[Dataset entries start]

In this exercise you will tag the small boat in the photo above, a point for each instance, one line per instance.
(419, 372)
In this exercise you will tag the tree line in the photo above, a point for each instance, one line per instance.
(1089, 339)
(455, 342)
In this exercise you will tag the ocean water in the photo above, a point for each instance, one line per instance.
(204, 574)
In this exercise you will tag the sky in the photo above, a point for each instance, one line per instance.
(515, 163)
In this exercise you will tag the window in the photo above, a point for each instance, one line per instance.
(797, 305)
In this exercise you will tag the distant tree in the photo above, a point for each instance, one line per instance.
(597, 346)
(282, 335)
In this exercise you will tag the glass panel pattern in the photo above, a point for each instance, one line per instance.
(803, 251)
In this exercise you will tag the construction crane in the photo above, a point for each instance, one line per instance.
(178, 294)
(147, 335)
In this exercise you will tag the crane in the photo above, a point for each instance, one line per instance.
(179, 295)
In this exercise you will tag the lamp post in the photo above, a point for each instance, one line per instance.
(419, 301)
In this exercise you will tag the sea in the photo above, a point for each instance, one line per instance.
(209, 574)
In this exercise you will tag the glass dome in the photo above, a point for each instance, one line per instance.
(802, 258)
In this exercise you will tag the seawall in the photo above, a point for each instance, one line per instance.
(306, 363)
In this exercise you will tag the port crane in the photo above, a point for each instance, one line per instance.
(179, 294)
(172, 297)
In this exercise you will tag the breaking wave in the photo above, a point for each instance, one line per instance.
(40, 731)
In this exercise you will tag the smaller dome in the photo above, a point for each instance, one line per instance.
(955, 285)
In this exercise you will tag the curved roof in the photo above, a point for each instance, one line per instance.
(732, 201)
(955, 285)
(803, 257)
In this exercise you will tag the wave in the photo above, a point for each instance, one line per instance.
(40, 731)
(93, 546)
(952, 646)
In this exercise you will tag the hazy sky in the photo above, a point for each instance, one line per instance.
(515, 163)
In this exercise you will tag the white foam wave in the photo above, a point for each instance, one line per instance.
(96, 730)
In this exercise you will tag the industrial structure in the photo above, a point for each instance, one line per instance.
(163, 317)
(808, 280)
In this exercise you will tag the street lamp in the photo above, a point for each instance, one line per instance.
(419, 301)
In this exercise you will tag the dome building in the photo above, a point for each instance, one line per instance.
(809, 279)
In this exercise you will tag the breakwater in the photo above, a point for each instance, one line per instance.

[Dataset entries end]

Convert the lines above into a JSON list of strings, with one string for each line and any blank lines omitted.

▶ _Written answer_
[
  "In this exercise you will tag the small boat in the photo above, a point for each instance, one line per instance.",
  "(419, 372)",
  "In this exercise you will tag the tree line in the photo above, a point for each instance, one line per instance.",
  "(1089, 339)",
  "(455, 342)",
  "In this exercise you will tag the ocean water in the photo above, a point for each instance, one line per instance.",
  "(204, 574)",
  "In this exercise you will tag the sky in the photo above, a point for each instance, one line per instance.",
  "(515, 163)",
  "In this exercise you will tag the window in the photo above, a point for each instance, one line per instance.",
  "(797, 305)",
  "In this exercise you will tag the distant tree in the photo above, a point for each instance, one line per instance.",
  "(597, 346)",
  "(282, 335)",
  "In this exercise you will tag the glass panel pattern in the photo above, a point for each instance, one line per instance.",
  "(803, 251)",
  "In this exercise you will tag the construction crane in the photo above, a point for each instance, one line per instance.",
  "(178, 294)",
  "(147, 335)",
  "In this exercise you will tag the crane in the photo above, a point for each instance, one line per instance.",
  "(179, 295)",
  "In this exercise you will tag the lamp post in the photo above, a point for each instance, one line per instance.",
  "(419, 301)",
  "In this exercise you will tag the sea in the photo above, a point for each instance, one line per instance.",
  "(209, 574)",
  "In this exercise you will tag the glass dome in the photo above, a point for each instance, one line per instance.",
  "(802, 258)",
  "In this exercise you will tag the seawall in the photo above, a point for each instance, one line per instance.",
  "(306, 363)",
  "In this exercise you will tag the port crane in the photo above, a point for each instance, one line per instance.",
  "(179, 294)",
  "(172, 297)",
  "In this exercise you will tag the breaking wave in the photo above, a point for each instance, one line per instance.",
  "(40, 731)",
  "In this exercise you will tag the smaller dome in the photo above, a point for each instance, one line per instance.",
  "(955, 285)",
  "In this exercise you will tag the curved roof in the photo above, a point for each instance, one line per instance.",
  "(732, 201)",
  "(955, 285)",
  "(803, 257)",
  "In this exercise you will tag the wave in the photo above, a point for each instance, one line per instance.",
  "(40, 731)",
  "(93, 546)",
  "(952, 646)",
  "In this exercise you will tag the hazy sky in the photo above, a point for each instance, one line per instance.",
  "(515, 163)",
  "In this exercise you will tag the white foam wave in the photo above, a point for each instance, one line per instance.",
  "(96, 730)",
  "In this exercise you will tag the industrial structure in the photo above, a point for each instance, one line per instance.",
  "(163, 317)",
  "(808, 280)",
  "In this exercise you will tag the street lamp in the photo above, a point for each instance, one line per instance.",
  "(419, 301)",
  "In this exercise you will tag the dome building in the photo above, a point for each instance, one line per instance.",
  "(809, 279)",
  "In this exercise you will tag the breakwater in the photo above, a point for each instance, one line per instance."
]